Dataset entries:
==*==

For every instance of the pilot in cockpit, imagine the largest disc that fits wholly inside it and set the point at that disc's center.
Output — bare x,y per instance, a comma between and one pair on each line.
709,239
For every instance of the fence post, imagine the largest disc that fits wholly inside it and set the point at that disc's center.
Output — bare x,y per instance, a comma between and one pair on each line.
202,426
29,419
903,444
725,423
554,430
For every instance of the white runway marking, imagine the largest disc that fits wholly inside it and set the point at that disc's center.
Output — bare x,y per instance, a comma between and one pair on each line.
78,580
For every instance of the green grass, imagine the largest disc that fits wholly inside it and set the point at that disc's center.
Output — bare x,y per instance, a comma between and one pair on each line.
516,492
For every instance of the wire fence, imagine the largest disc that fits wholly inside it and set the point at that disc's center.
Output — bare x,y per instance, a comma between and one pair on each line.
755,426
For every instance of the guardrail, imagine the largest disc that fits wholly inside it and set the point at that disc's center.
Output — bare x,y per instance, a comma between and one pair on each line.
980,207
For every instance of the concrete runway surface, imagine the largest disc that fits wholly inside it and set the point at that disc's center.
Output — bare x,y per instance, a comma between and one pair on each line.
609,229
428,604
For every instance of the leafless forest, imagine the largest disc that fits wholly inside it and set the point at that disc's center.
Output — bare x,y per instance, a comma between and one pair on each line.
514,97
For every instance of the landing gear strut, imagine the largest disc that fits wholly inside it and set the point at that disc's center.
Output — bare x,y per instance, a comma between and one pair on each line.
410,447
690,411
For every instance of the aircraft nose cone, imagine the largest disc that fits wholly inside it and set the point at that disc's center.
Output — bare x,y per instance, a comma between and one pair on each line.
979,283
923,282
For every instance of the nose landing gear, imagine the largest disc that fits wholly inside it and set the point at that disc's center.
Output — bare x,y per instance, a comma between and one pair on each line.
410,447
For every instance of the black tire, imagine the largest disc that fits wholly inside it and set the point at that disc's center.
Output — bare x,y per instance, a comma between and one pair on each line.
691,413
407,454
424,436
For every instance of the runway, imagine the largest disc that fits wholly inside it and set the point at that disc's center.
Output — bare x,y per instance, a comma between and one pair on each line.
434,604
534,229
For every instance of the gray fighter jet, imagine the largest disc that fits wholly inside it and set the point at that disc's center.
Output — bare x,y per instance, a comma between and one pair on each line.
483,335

==*==

Exercise goal :: Copy every line of the items above verbatim.

Exercise result ::
For every instance of the pilot in cockpit, imagine the largest disc that fits wholly inside it and set the point at that disc's center.
Output — bare x,y per instance, a comma between and one pair on each line.
709,239
For every instance of the fence post, imagine the largest disc that fits wholly inside it and set the point at that disc's center.
Output — bare x,y per instance, a comma between and one pair on each line.
202,426
29,419
903,444
725,423
554,430
For every instance of the white runway marking, imagine the largest disc that fits wholly inside it and set the point at that disc's center.
Output — bare x,y per instance, a comma between and one pair on each line.
78,580
For every instance of the green grass, imagine the largest disc that fits wholly inside it and set the point at that disc's center.
Output — bare x,y per instance, a comma between and one pair on each line.
516,492
For every instance of the wire fence, imagine the largest disc that fits wholly inside it and set the point at that disc's center.
Output — bare x,y per instance, a comma between and one pair on each line.
755,426
For every instance of the guardrail, imagine the largest disc that fits wholly inside it and set the point at that disc's center.
Output — bare x,y per instance, a comma between and one pair on each line.
980,207
For every instance of the concrete runway surface, imagine the largest disc that fits wholly inside it and set the point at that disc's center.
Output — bare x,y per instance, a comma between and one pair on each line.
609,229
428,604
For every instance of the leafless forest, imagine the largest disc that fits wholly inside it and set the point at that disc's center.
Output — bare x,y per instance, a comma between and one pair on each line.
514,97
For every instance of the landing gear strut, imagine the largest disc that fits wholly inside it and set the point at that disc's center.
Output — bare x,y per instance, a comma between and one pair on each line.
410,447
690,411
For every instance of the aircraft nose cone, imagine the largest disc that fits wholly inside it and set the point at that disc's center.
Output — bare x,y per instance, a comma between and one pair on each line.
979,283
923,282
For every instance of the nose landing gear, imagine the largest disc that fits wholly inside it and set the point at that disc's center.
Output — bare x,y per instance, a comma between and one pair on each line.
410,447
For every instance of the black tire, imagine the largest disc that fits wholly inside it and set the point at that disc's center.
Output — bare x,y per instance, a comma between and one pair on each line.
691,413
407,454
424,436
For every instance of the runway, imagine the largest disc that fits wholly inside it and set the point at that disc's center.
Output — bare x,y per instance, a comma between and one pair on each line.
434,604
534,229
For every instance of the gray fighter jet, imagine the largest disc that fits wholly inside it and set the point at that disc's center.
Output — bare x,y per instance, a comma between and one pair on each line.
483,335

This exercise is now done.